Stated exercise: Word for word, give the material below again, minus any images.

Records to process:
+===+

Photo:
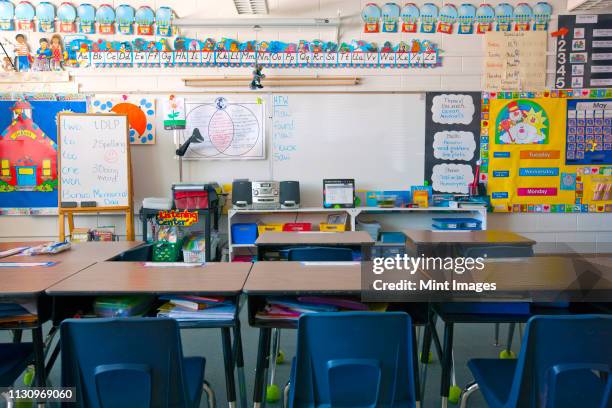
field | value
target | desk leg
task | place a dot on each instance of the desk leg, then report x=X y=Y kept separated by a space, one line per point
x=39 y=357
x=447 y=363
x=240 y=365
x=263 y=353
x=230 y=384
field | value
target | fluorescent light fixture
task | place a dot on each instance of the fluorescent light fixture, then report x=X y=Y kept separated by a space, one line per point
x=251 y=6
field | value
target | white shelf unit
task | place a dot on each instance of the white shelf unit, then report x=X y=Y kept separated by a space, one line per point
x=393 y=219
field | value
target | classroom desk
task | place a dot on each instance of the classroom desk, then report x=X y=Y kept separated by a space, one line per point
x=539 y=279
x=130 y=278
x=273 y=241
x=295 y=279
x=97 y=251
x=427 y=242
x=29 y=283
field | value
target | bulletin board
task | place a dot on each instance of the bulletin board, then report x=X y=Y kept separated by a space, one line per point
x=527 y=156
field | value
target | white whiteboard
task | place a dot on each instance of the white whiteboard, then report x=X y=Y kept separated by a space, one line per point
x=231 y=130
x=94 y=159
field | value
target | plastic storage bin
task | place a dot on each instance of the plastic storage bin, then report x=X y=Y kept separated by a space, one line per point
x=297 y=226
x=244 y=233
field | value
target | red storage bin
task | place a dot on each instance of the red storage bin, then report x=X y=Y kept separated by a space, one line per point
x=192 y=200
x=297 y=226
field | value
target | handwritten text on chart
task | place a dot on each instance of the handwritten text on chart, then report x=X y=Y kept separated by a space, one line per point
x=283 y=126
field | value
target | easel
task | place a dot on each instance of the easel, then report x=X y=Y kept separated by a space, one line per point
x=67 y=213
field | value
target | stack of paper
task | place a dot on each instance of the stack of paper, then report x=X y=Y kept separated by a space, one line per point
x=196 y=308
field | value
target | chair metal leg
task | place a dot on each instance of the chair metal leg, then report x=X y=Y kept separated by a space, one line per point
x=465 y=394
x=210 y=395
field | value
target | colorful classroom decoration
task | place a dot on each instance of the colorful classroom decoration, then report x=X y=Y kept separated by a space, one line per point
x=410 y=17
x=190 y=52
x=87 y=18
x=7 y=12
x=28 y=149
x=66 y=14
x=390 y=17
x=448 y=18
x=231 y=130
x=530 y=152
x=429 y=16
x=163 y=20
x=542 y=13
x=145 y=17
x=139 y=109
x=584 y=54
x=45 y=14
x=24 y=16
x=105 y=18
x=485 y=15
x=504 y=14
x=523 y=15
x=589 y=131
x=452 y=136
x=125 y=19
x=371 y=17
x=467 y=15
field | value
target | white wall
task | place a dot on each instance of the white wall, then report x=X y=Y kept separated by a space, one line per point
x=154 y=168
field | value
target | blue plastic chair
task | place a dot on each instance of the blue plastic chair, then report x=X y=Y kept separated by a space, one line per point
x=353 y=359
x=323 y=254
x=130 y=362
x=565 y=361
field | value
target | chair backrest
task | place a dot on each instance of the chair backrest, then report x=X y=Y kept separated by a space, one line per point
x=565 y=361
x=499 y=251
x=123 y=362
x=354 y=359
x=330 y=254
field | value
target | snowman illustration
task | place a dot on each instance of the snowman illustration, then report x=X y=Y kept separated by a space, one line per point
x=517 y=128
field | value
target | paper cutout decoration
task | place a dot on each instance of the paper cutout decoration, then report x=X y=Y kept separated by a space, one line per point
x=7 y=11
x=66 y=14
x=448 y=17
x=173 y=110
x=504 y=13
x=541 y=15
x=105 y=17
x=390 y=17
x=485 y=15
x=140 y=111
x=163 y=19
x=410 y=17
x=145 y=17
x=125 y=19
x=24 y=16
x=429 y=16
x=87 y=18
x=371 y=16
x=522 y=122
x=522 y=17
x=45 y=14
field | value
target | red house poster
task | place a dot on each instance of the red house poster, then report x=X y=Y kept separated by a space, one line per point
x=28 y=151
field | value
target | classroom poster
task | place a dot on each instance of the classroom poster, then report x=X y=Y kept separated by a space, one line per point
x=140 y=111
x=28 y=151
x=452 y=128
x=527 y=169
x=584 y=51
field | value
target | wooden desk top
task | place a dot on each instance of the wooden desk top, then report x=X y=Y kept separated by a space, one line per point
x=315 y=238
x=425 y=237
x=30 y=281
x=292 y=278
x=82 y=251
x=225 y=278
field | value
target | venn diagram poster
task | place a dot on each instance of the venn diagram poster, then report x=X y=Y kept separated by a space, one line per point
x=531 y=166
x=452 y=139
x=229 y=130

+===+

Solution:
Photo:
field | value
target | desk leg
task | place a dot on each instance of the desk leg, then report x=X y=Y kept separated by a space, one line per point
x=39 y=357
x=447 y=363
x=240 y=365
x=263 y=353
x=230 y=384
field | value
target | fluorescent light fixture
task | place a dot on each instance of the fluorescent light fixture, then report x=X y=Y kept separated by a space, one line per point
x=251 y=6
field | value
target | white shelf unit
task | place a dot on each instance of the white shelf unit, then report x=X y=Y kept separated by a space, one line per point
x=393 y=219
field | value
target | classroom desk
task | place a dot on each instance of the classroom desk, then report x=X y=Y kept separated by a space, one line per point
x=539 y=279
x=130 y=278
x=273 y=241
x=295 y=279
x=97 y=251
x=427 y=242
x=29 y=283
field | value
target | bulletin board
task | place a dot on each instance of the bulletin board, then report x=X y=Y kept separated by a space, one line per point
x=527 y=156
field | value
target | white whiteboard
task | place a dot on each instance of the white whiteboard, then report x=X y=Y kept separated by a space, one line per point
x=231 y=130
x=94 y=159
field | value
target | plastic storage bin
task | place a dot on each instance of the plastic storage bin, then report x=X y=Y kept separated by a space, one line per point
x=297 y=226
x=244 y=233
field | value
target | red storage bin
task | place a dot on each instance of the red storage bin, then report x=X y=Y kept separated by a space, one line per point
x=192 y=200
x=297 y=226
field | value
target | handwritten text on chart
task | place a dot on each instance of the handwritten text on chart, then report x=X y=Y kept separated by a space, one line per point
x=283 y=126
field | value
target | easel
task | place a dot on each instance of the easel, then report x=X y=Y kept separated by a space, one line per point
x=67 y=213
field | value
target | stack of paper
task | place a dot on each instance of the stack of paper, then report x=X y=Y kept separated by a space, one line per point
x=196 y=308
field | value
target | chair metal leg
task | place a dot on each instance of the chair metal leg, then report x=X y=Y kept separated by a space, one line per point
x=465 y=394
x=210 y=395
field | value
target | colorful classroom decoration
task | place a dot on each instance of the colorful classroom decoration, then report x=X y=Y kept separated by a space, one line per point
x=410 y=17
x=190 y=52
x=87 y=18
x=7 y=12
x=28 y=149
x=66 y=14
x=390 y=17
x=448 y=18
x=231 y=130
x=530 y=152
x=429 y=16
x=163 y=20
x=542 y=13
x=145 y=17
x=139 y=109
x=584 y=54
x=45 y=14
x=24 y=16
x=105 y=18
x=485 y=15
x=504 y=14
x=523 y=15
x=589 y=131
x=452 y=136
x=125 y=19
x=371 y=17
x=467 y=15
field | value
target | white wall
task | place a dot on each instance of the white wall, then report x=X y=Y kept separated by a space, one line per point
x=154 y=168
field | value
target | blue plastic chair
task | place a dot on each instance of the blue plastic chair, then report x=X y=Y kept separated by a space, one line per point
x=353 y=359
x=323 y=254
x=130 y=362
x=565 y=361
field | value
target | chair backrest
task | place a dot on each instance of the chair backrest, then report x=X y=Y kept separated by a space, one line per point
x=565 y=361
x=499 y=251
x=123 y=362
x=354 y=359
x=330 y=254
field | value
target | snowman illustration
task | place a dot on each instance of the snowman illustration, then report x=X y=Y kept separated by a space, one line per point
x=517 y=128
field | value
target | paper cutout decoration
task | place a dot on each instance of the paper cutout decoration, then report x=X y=Y kept separated by a space, one line per point
x=7 y=11
x=66 y=14
x=448 y=17
x=173 y=110
x=504 y=13
x=541 y=15
x=105 y=17
x=390 y=17
x=485 y=15
x=140 y=111
x=163 y=19
x=410 y=17
x=145 y=17
x=125 y=19
x=24 y=16
x=429 y=16
x=87 y=18
x=371 y=16
x=522 y=122
x=522 y=17
x=45 y=14
field | value
target | red house poster
task | place a dot on each instance of the red house poster, then report x=X y=Y kept separated by a space, one line per point
x=28 y=151
field | value
target | classroom poster
task | place a dot on each instance of the classroom poster, then report x=X y=Y kept separated by a space, one line per point
x=140 y=111
x=28 y=151
x=452 y=128
x=527 y=169
x=584 y=51
field | value
target | wooden desk top
task | place a dot on each instance of the wooden desk top, then report x=X y=Y kept separated by a space, one line per point
x=315 y=238
x=425 y=237
x=30 y=281
x=292 y=278
x=82 y=251
x=225 y=278
field | value
target | venn diagram poster
task | place a dot on each instance of the venn diagram poster, then report x=X y=Y kept separated by a space, one line per point
x=531 y=166
x=452 y=139
x=229 y=130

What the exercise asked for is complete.